Il nous semble donc qu'il faut désormais, pour respecter le principe de non-discrimination, ouvrir l'AMP aux couples de femmes – d'autant que cela n'oblige en rien à modifier la technique, le législateur ayant aussi admis, dès 1994, que l'AMP pouvait avoir lieu avec un tiers donneur. Il en est déjà parfois ainsi pour les couples hétérosexuels ; ce serait toujours le cas s'agissant des couples de femmes, mais la technique utilisée ne serait en rien modifiée. Quant à l'argument selon lequel la condition d'infertilité médicalement diagnostiquée ne serait plus respectée, il est spécieux : en pratique, nombre de couples hétérosexuels ont accès à une AMP sans que le diagnostic médical soit véritablement posé sur la fertilité : selon les chiffres officiels, dans un quart des cas la cause de l'infertilité n'est pas diagnostiquée.
Nous sommes également favorables à l'ouverture de l'AMP aux femmes célibataires, considérant que, à défaut, elles seraient victimes d'une discrimination fondée sur la situation familiale. La Ligue estime qu'il n'y a pas de différence de situation entre couples et célibataires : le législateur ayant admis que des célibataires peuvent adopter, ils ont déjà accès à la parentalité.

- [Données extraites]:
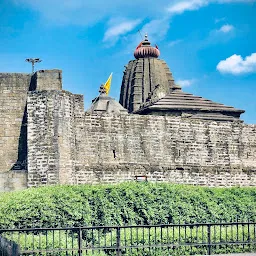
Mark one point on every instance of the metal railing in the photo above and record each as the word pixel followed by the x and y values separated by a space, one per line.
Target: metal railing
pixel 171 239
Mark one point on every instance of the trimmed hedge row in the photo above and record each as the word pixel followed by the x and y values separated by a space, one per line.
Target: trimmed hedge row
pixel 126 203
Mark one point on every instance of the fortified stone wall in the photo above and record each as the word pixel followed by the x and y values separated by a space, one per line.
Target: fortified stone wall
pixel 70 147
pixel 51 136
pixel 14 88
pixel 13 148
pixel 180 150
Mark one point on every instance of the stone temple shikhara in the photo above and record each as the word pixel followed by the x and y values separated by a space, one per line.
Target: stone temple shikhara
pixel 157 131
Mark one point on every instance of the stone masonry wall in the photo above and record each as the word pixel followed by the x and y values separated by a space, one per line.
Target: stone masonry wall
pixel 68 146
pixel 13 149
pixel 51 140
pixel 180 150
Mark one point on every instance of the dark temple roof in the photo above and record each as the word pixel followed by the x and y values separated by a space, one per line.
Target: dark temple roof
pixel 177 100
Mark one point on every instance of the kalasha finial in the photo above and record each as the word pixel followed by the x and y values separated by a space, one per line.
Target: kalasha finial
pixel 102 89
pixel 145 50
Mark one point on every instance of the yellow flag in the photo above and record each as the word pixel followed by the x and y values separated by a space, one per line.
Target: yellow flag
pixel 108 84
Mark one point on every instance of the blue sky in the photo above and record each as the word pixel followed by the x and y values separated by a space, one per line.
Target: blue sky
pixel 209 45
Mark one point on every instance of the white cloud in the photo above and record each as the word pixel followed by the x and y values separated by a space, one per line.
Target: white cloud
pixel 180 7
pixel 226 28
pixel 220 19
pixel 175 42
pixel 113 32
pixel 236 65
pixel 183 6
pixel 185 83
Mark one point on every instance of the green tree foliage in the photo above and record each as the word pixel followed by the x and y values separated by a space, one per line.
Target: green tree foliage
pixel 122 204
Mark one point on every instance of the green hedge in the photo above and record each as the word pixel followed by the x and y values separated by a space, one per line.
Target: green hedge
pixel 126 203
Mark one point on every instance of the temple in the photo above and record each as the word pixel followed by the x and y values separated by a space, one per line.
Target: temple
pixel 148 87
pixel 156 131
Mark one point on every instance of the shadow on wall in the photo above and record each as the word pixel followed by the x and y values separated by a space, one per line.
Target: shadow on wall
pixel 21 163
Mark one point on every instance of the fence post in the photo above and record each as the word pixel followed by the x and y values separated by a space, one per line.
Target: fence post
pixel 209 239
pixel 118 242
pixel 80 242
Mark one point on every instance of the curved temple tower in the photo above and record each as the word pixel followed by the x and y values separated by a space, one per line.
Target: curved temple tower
pixel 148 87
pixel 157 131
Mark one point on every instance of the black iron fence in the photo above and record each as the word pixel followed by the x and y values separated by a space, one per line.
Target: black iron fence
pixel 171 239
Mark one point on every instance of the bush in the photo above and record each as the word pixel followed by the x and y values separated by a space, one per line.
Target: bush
pixel 122 204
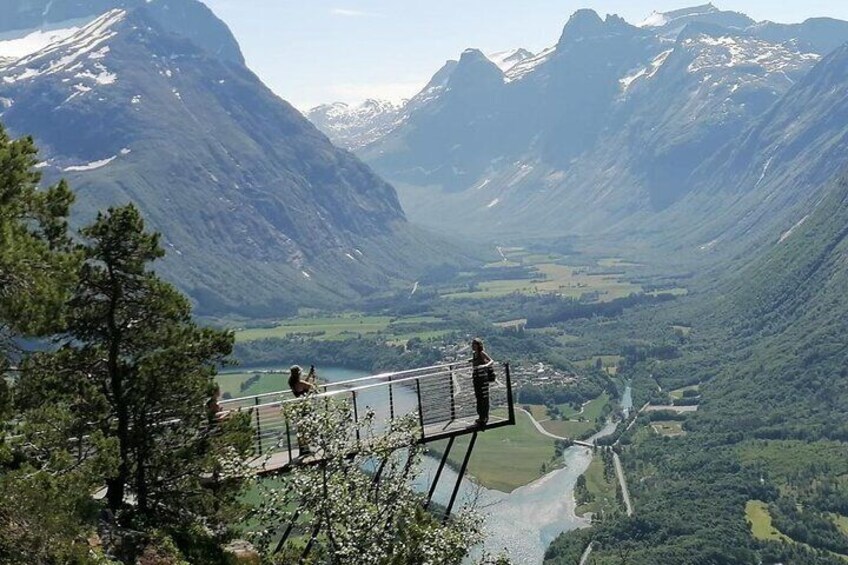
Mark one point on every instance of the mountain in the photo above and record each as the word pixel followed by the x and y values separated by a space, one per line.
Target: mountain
pixel 769 357
pixel 505 60
pixel 672 23
pixel 772 173
pixel 150 102
pixel 598 134
pixel 353 127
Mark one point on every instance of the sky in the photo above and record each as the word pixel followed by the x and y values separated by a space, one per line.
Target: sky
pixel 317 51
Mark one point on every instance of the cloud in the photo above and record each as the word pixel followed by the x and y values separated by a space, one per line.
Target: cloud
pixel 347 13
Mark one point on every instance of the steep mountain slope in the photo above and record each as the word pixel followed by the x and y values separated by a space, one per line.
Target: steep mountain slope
pixel 354 127
pixel 772 174
pixel 768 350
pixel 259 211
pixel 670 24
pixel 594 135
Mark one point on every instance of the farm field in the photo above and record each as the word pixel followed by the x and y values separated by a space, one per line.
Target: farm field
pixel 567 428
pixel 678 393
pixel 668 428
pixel 758 516
pixel 601 490
pixel 505 458
pixel 553 278
pixel 591 410
pixel 349 326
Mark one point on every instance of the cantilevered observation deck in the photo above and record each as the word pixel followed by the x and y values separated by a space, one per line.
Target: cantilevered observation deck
pixel 440 398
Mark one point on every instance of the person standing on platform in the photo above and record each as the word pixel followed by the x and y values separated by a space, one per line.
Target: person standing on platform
pixel 483 366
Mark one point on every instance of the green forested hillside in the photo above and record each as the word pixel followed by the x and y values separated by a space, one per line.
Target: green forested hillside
pixel 767 450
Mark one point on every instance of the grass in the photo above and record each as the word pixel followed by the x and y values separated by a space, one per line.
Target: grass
pixel 678 394
pixel 553 278
pixel 330 328
pixel 758 516
pixel 601 490
pixel 567 428
pixel 668 428
pixel 841 522
pixel 505 458
pixel 348 326
pixel 539 411
pixel 232 382
pixel 591 411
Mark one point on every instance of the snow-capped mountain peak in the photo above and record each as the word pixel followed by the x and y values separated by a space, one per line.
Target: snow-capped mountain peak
pixel 660 19
pixel 15 45
pixel 509 58
pixel 78 53
pixel 353 126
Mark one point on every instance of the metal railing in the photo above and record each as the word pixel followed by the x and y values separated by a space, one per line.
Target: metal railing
pixel 441 398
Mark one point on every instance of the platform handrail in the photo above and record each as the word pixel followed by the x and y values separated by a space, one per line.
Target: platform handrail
pixel 340 384
pixel 345 391
pixel 443 398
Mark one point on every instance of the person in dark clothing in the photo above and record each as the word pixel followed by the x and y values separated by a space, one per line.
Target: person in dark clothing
pixel 298 386
pixel 481 363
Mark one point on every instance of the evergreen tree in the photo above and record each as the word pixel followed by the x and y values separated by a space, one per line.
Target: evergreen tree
pixel 138 369
pixel 43 496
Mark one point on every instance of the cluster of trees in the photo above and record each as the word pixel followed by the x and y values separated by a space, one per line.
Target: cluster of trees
pixel 115 397
pixel 771 424
pixel 110 447
pixel 591 384
pixel 367 354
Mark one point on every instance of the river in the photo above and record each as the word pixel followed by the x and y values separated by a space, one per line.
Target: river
pixel 524 522
pixel 521 523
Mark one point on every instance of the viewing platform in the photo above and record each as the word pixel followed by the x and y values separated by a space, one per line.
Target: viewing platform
pixel 440 398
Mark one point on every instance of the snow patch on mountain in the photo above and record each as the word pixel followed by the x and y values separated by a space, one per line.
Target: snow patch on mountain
pixel 71 55
pixel 17 45
pixel 791 230
pixel 646 72
pixel 656 19
pixel 715 53
pixel 529 65
pixel 506 60
pixel 93 166
pixel 353 127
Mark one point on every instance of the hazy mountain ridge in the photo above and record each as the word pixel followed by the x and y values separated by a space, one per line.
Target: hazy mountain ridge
pixel 259 211
pixel 601 132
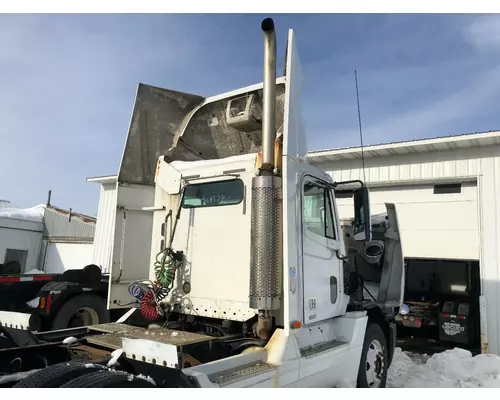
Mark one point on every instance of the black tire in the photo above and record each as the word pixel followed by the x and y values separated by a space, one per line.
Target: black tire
pixel 56 375
pixel 106 379
pixel 92 274
pixel 5 342
pixel 375 349
pixel 93 304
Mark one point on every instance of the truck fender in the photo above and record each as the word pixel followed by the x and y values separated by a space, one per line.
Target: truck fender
pixel 375 315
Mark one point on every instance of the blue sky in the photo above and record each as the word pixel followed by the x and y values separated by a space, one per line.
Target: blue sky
pixel 68 83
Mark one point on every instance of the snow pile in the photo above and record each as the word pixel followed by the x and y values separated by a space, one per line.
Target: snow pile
pixel 115 355
pixel 70 340
pixel 451 369
pixel 33 214
pixel 16 377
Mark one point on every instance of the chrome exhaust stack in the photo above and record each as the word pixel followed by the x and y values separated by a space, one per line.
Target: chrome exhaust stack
pixel 269 96
pixel 266 257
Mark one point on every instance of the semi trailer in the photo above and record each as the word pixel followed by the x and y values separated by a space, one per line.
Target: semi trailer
pixel 229 256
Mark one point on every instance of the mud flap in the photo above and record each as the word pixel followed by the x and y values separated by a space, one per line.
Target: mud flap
pixel 391 343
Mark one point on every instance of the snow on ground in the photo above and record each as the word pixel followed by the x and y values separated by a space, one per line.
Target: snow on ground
pixel 15 377
pixel 450 369
pixel 115 355
pixel 34 272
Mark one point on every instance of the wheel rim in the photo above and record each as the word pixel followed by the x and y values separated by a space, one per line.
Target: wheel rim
pixel 375 364
pixel 84 317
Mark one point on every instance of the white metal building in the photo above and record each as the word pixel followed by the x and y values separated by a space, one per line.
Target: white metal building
pixel 45 238
pixel 447 193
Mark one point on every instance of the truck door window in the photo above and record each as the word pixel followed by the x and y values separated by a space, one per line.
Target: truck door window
pixel 211 194
pixel 318 217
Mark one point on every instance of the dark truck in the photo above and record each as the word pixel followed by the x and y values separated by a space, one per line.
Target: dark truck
pixel 46 302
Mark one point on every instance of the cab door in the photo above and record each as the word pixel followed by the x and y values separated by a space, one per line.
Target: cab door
pixel 321 267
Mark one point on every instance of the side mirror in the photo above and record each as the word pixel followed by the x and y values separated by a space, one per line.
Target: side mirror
pixel 362 220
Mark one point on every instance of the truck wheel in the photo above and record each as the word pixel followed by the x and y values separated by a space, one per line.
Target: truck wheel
pixel 82 310
pixel 106 379
pixel 56 375
pixel 374 360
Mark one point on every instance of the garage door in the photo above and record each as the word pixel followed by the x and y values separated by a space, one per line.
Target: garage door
pixel 437 221
pixel 63 256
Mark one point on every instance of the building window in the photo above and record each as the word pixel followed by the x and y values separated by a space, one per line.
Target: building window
pixel 19 256
pixel 449 188
pixel 318 215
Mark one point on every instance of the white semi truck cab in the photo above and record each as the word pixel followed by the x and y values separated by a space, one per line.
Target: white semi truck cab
pixel 229 246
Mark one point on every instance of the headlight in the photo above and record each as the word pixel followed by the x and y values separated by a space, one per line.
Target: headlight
pixel 405 309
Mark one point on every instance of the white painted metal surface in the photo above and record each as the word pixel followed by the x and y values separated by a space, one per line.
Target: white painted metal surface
pixel 60 257
pixel 466 162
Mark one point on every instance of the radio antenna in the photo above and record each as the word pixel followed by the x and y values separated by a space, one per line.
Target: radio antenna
pixel 360 128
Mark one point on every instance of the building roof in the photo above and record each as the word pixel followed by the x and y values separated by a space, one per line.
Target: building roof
pixel 440 143
pixel 63 223
pixel 443 143
pixel 7 204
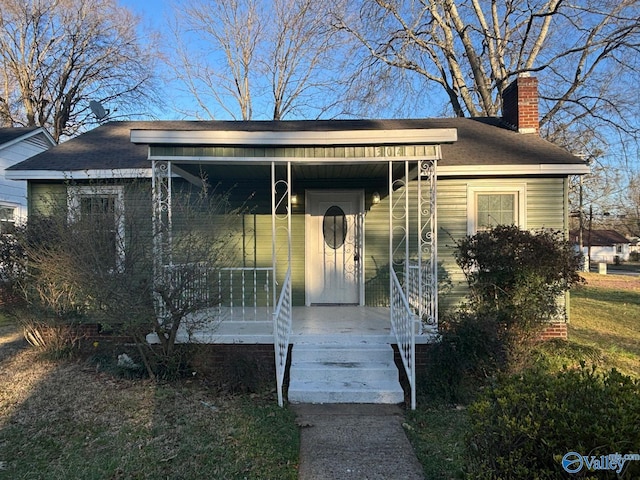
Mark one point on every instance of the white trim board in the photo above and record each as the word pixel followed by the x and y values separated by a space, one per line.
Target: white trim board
pixel 310 138
pixel 78 174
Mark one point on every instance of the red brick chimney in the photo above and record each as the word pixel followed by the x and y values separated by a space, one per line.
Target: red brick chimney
pixel 520 104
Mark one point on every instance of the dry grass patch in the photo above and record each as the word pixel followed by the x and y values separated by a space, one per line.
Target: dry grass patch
pixel 65 420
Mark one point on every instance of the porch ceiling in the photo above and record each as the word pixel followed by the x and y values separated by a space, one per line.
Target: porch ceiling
pixel 241 173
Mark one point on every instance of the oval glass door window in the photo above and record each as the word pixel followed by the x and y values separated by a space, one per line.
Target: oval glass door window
pixel 334 227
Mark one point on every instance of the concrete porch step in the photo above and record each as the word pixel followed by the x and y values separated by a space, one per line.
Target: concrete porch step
pixel 344 373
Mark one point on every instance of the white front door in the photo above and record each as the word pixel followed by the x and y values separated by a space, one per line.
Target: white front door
pixel 333 265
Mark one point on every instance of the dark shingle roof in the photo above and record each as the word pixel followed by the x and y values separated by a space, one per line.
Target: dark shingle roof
pixel 9 134
pixel 480 142
pixel 599 238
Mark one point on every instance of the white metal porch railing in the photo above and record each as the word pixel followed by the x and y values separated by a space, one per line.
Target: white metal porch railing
pixel 245 292
pixel 403 325
pixel 421 296
pixel 281 333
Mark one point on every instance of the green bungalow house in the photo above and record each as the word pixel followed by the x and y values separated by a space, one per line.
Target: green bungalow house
pixel 353 223
pixel 16 145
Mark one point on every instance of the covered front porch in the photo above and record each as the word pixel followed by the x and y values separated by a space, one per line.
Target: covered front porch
pixel 341 206
pixel 318 324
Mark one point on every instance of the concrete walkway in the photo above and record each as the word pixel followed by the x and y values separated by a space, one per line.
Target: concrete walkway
pixel 354 442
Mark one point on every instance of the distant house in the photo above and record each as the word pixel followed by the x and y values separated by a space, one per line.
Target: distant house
pixel 16 145
pixel 353 222
pixel 607 246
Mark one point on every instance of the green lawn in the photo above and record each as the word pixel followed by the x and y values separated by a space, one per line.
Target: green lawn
pixel 604 329
pixel 65 420
pixel 609 320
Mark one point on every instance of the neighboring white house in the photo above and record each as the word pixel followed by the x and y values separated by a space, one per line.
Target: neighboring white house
pixel 607 246
pixel 16 145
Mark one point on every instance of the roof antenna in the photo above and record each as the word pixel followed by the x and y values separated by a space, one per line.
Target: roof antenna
pixel 98 110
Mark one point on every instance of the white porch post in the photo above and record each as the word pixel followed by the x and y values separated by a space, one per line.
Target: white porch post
pixel 428 242
pixel 282 320
pixel 162 242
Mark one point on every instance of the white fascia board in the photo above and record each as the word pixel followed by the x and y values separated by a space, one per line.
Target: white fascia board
pixel 293 160
pixel 78 174
pixel 310 138
pixel 492 170
pixel 28 135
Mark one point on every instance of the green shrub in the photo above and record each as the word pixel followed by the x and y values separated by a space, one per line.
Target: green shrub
pixel 470 350
pixel 515 279
pixel 524 425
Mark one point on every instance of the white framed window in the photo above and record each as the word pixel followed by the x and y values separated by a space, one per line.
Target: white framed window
pixel 8 217
pixel 491 205
pixel 101 209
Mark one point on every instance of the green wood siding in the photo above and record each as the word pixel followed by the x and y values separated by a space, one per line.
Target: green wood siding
pixel 545 208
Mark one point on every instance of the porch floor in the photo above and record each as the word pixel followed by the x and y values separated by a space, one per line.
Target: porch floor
pixel 317 324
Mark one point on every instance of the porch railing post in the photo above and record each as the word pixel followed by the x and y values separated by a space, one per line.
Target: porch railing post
pixel 162 224
pixel 282 317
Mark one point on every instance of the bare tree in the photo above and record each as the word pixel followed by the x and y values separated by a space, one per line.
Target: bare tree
pixel 58 55
pixel 254 58
pixel 584 53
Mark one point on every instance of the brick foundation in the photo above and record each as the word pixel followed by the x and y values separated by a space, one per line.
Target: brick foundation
pixel 555 330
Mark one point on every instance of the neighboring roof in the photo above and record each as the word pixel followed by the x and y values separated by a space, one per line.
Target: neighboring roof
pixel 599 238
pixel 480 142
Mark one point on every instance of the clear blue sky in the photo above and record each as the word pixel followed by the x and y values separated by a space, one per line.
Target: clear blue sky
pixel 151 11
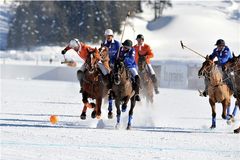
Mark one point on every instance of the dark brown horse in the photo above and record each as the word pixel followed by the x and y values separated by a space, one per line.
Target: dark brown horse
pixel 94 85
pixel 146 81
pixel 122 91
pixel 233 67
pixel 217 89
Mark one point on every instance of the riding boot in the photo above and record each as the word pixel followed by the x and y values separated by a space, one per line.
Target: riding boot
pixel 136 88
pixel 205 92
pixel 80 75
pixel 155 84
pixel 109 81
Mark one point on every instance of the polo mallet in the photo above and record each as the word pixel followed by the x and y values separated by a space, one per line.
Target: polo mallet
pixel 183 46
pixel 123 32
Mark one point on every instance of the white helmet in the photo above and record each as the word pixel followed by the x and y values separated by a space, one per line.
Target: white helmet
pixel 108 32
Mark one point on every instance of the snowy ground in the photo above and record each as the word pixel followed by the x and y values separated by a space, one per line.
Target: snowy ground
pixel 175 127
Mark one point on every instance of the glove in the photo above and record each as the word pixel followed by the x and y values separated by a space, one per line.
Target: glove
pixel 64 51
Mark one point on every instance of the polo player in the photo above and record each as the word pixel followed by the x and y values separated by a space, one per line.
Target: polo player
pixel 143 49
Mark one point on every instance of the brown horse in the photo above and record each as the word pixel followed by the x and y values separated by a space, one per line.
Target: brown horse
pixel 147 84
pixel 122 91
pixel 94 84
pixel 233 67
pixel 217 89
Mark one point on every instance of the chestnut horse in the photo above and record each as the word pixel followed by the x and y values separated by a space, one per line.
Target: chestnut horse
pixel 147 84
pixel 122 91
pixel 94 84
pixel 218 90
pixel 233 67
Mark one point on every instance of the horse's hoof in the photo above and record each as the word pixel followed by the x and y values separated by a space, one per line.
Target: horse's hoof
pixel 237 130
pixel 110 115
pixel 83 116
pixel 93 115
pixel 213 126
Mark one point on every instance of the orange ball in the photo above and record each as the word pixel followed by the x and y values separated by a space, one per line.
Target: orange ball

- [À vous]: Reproduisez mot pour mot le passage du texte sur l'AMP qui va de « Il nous semble » jusqu'à « n'est pas diagnostiquée. » inclus. Ces données n'ont aucun rapport avec le texte.

- [Réponse attendue]:
Il nous semble donc qu'il faut désormais, pour respecter le principe de non-discrimination, ouvrir l'AMP aux couples de femmes – d'autant que cela n'oblige en rien à modifier la technique, le législateur ayant aussi admis, dès 1994, que l'AMP pouvait avoir lieu avec un tiers donneur. Il en est déjà parfois ainsi pour les couples hétérosexuels ; ce serait toujours le cas s'agissant des couples de femmes, mais la technique utilisée ne serait en rien modifiée. Quant à l'argument selon lequel la condition d'infertilité médicalement diagnostiquée ne serait plus respectée, il est spécieux : en pratique, nombre de couples hétérosexuels ont accès à une AMP sans que le diagnostic médical soit véritablement posé sur la fertilité : selon les chiffres officiels, dans un quart des cas la cause de l'infertilité n'est pas diagnostiquée.